▶ Extrait du document
▬▬▬▬▬▬▬▬▬▬

L'AIEA a peu de pouvoirs contraignants, mais joue un rôle d'exemplarité et contribue à la transparence. Les peer reviews, ces missions internationales dépêchées dans différents pays et dont les rapports sont rendus publics, constituent potentiellement un outil très puissant pour harmoniser par le haut les bonnes pratiques. Les débuts ont été hésitants, les grands pays ne s'estimant pas concernés. Mais la France a donné l'exemple, imitée ensuite par les États-Unis et par la Russie.
Avec l'Agence, nous sommes en train de promouvoir un travail comparable concernant les milieux d'expertise. En effet, dans tous les pays, les autorités de sûreté se reposent sur des organismes scientifiques plus ou moins bien structurés - la France étant plutôt considérée comme exemplaire à cet égard. Dans les nouveaux pays nucléaires, de telles institutions risquent de faire gravement défaut, rien n'étant prévu pour les financer. On trouve l'argent pour construire les réacteurs, mais pas forcément pour mettre en place une autorité de sûreté. Et quand elle existe, son efficience risque d'être limitée si elle ne dispose pas d'un back up scientifique et technique. Il s'agit donc d'un enjeu extrêmement important.

▬▬▬▬▬▬▬▬▬▬

▶ Entrées fournies
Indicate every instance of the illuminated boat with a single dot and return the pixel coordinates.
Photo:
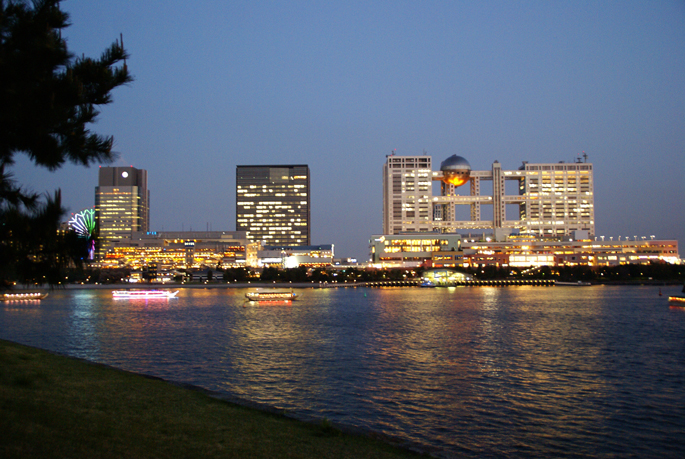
(271, 295)
(25, 296)
(143, 294)
(573, 284)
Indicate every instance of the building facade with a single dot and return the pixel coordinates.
(172, 250)
(406, 250)
(273, 204)
(552, 200)
(407, 193)
(122, 205)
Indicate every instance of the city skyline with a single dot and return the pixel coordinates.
(340, 87)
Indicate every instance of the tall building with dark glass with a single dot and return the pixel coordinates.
(122, 205)
(273, 204)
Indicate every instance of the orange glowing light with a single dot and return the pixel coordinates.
(456, 178)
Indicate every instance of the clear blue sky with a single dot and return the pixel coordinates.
(338, 85)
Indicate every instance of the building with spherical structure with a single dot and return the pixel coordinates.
(552, 200)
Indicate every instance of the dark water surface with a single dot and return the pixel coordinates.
(474, 371)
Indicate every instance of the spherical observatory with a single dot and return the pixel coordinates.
(455, 170)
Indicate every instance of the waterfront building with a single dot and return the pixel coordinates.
(313, 256)
(551, 201)
(273, 204)
(407, 194)
(522, 252)
(173, 250)
(122, 205)
(410, 250)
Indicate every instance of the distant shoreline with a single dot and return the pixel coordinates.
(312, 285)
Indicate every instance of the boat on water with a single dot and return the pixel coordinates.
(23, 296)
(271, 295)
(573, 284)
(143, 294)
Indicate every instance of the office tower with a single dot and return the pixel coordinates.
(407, 193)
(553, 200)
(273, 204)
(122, 205)
(557, 198)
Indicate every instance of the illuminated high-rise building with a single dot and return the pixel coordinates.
(407, 194)
(552, 200)
(273, 204)
(122, 205)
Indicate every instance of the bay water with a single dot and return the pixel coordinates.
(469, 371)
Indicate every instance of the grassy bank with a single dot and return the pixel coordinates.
(54, 406)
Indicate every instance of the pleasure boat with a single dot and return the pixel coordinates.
(143, 294)
(25, 296)
(271, 295)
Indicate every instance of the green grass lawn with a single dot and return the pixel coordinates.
(55, 406)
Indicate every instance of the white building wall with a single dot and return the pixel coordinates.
(407, 193)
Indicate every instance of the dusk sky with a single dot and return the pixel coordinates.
(339, 85)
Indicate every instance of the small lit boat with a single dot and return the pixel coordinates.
(26, 296)
(143, 294)
(573, 284)
(271, 295)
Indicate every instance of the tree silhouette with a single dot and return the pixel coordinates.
(47, 98)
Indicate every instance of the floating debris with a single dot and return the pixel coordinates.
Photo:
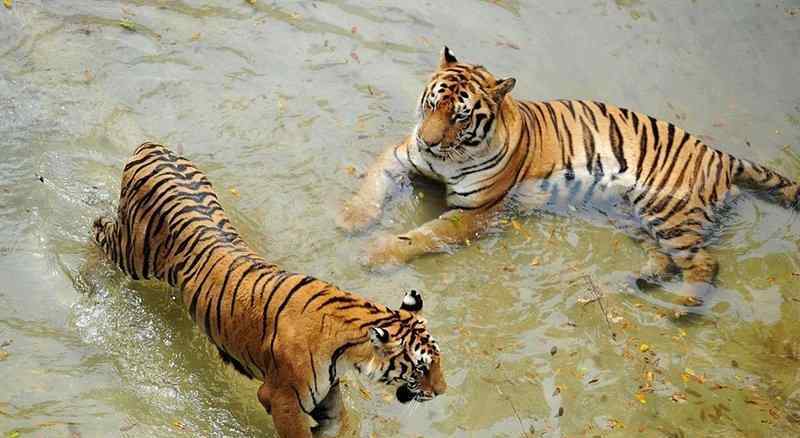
(127, 25)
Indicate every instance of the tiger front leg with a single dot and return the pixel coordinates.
(289, 420)
(330, 415)
(454, 227)
(382, 179)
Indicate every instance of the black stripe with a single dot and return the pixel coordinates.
(588, 145)
(306, 280)
(283, 277)
(617, 146)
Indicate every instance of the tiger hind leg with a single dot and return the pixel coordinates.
(685, 245)
(330, 414)
(659, 266)
(699, 272)
(289, 420)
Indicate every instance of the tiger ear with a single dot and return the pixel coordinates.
(378, 336)
(412, 302)
(447, 58)
(503, 87)
(382, 342)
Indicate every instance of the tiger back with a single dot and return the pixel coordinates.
(294, 332)
(496, 154)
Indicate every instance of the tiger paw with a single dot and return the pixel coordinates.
(388, 250)
(352, 218)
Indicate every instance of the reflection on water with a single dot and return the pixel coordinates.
(284, 104)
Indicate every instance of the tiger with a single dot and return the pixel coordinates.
(496, 155)
(293, 332)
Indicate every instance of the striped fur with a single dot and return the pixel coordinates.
(294, 332)
(493, 152)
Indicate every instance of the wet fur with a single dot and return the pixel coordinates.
(294, 332)
(505, 152)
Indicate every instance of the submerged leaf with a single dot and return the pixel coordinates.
(127, 24)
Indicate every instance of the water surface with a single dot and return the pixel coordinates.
(284, 104)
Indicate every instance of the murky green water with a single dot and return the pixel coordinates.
(276, 101)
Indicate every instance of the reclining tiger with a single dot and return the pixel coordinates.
(494, 154)
(295, 333)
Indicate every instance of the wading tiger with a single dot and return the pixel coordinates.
(493, 154)
(294, 332)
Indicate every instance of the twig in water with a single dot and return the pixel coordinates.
(598, 296)
(513, 408)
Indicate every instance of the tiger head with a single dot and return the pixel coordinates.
(457, 112)
(407, 354)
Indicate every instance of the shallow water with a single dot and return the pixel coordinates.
(284, 104)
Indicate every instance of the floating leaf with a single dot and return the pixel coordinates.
(679, 397)
(127, 24)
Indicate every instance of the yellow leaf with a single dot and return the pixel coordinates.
(679, 397)
(127, 25)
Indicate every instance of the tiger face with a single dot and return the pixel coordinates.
(457, 112)
(409, 356)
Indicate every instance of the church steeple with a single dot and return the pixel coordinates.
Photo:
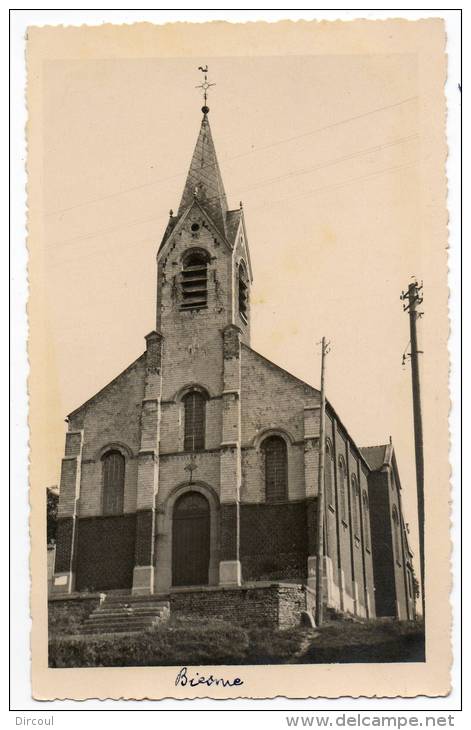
(204, 273)
(204, 181)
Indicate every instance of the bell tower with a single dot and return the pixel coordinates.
(203, 271)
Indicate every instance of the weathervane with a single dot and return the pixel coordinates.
(204, 86)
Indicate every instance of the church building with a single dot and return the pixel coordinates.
(193, 475)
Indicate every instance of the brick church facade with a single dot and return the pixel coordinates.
(195, 471)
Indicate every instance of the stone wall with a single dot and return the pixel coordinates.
(273, 541)
(276, 605)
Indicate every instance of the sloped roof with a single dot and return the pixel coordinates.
(232, 224)
(377, 456)
(204, 179)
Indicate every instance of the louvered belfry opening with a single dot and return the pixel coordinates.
(113, 483)
(276, 469)
(195, 407)
(194, 282)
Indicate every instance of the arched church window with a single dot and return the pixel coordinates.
(329, 475)
(276, 469)
(366, 520)
(396, 536)
(113, 482)
(243, 292)
(194, 404)
(355, 506)
(194, 281)
(343, 490)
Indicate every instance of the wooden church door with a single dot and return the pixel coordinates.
(190, 540)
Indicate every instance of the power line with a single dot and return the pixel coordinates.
(234, 157)
(271, 202)
(260, 184)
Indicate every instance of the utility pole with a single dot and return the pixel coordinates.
(320, 496)
(414, 299)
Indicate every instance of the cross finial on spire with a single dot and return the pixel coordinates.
(204, 86)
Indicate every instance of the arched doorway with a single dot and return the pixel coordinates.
(190, 540)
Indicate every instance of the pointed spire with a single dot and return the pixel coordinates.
(204, 181)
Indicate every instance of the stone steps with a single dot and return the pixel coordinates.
(125, 614)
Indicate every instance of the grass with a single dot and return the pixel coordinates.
(197, 641)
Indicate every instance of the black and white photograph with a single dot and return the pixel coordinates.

▬▬▬▬▬▬▬▬▬▬

▶ Tâches à réaliser
1/ Recopiez à l'identique la partie des entrées qui commence à la ligne contenant « Indicate every instance of the grass with » et se poursuit jusqu'à la dernière entrée incluse.
2/ Prolongez le passage sur la sûreté nucléaire à partir de sa dernière phrase.
Le passage sur la sûreté nucléaire et les entrées sont deux documents sans lien entre eux.

▶ Réponses fournies
1/
Indicate every instance of the grass with a single dot and return the pixel coordinates.
(197, 641)
Indicate every instance of the black and white photograph with a single dot and return the pixel coordinates.

2/
Je terminerai par la question de l'influence du mode de gestion - privé ou non - sur l'exploitation des réacteurs. Cette problématique n'est pas nécessairement la plus pertinente. Le point important est plutôt, dans un système national, de savoir qui paie les risques et de quelle façon les décisions prises pèsent sur les équilibres. Au Japon, les conséquences de l'accident seront à la charge du contribuable, et il en serait de même dans n'importe quel autre pays. Il en résulte que, quel que soit son coût, la sûreté doit primer sur les intérêts financiers de l'exploitant. Le coût n'est qu'un des paramètres de la sûreté, et sa prise en compte relève de la décision politique. Ce qui est en cause, c'est donc moins le caractère privé ou public de l'exploitant de l'énergie nucléaire que la vision économique qui sous-tend cette exploitation, et qui n'est pas sans rapport avec la question de la sûreté.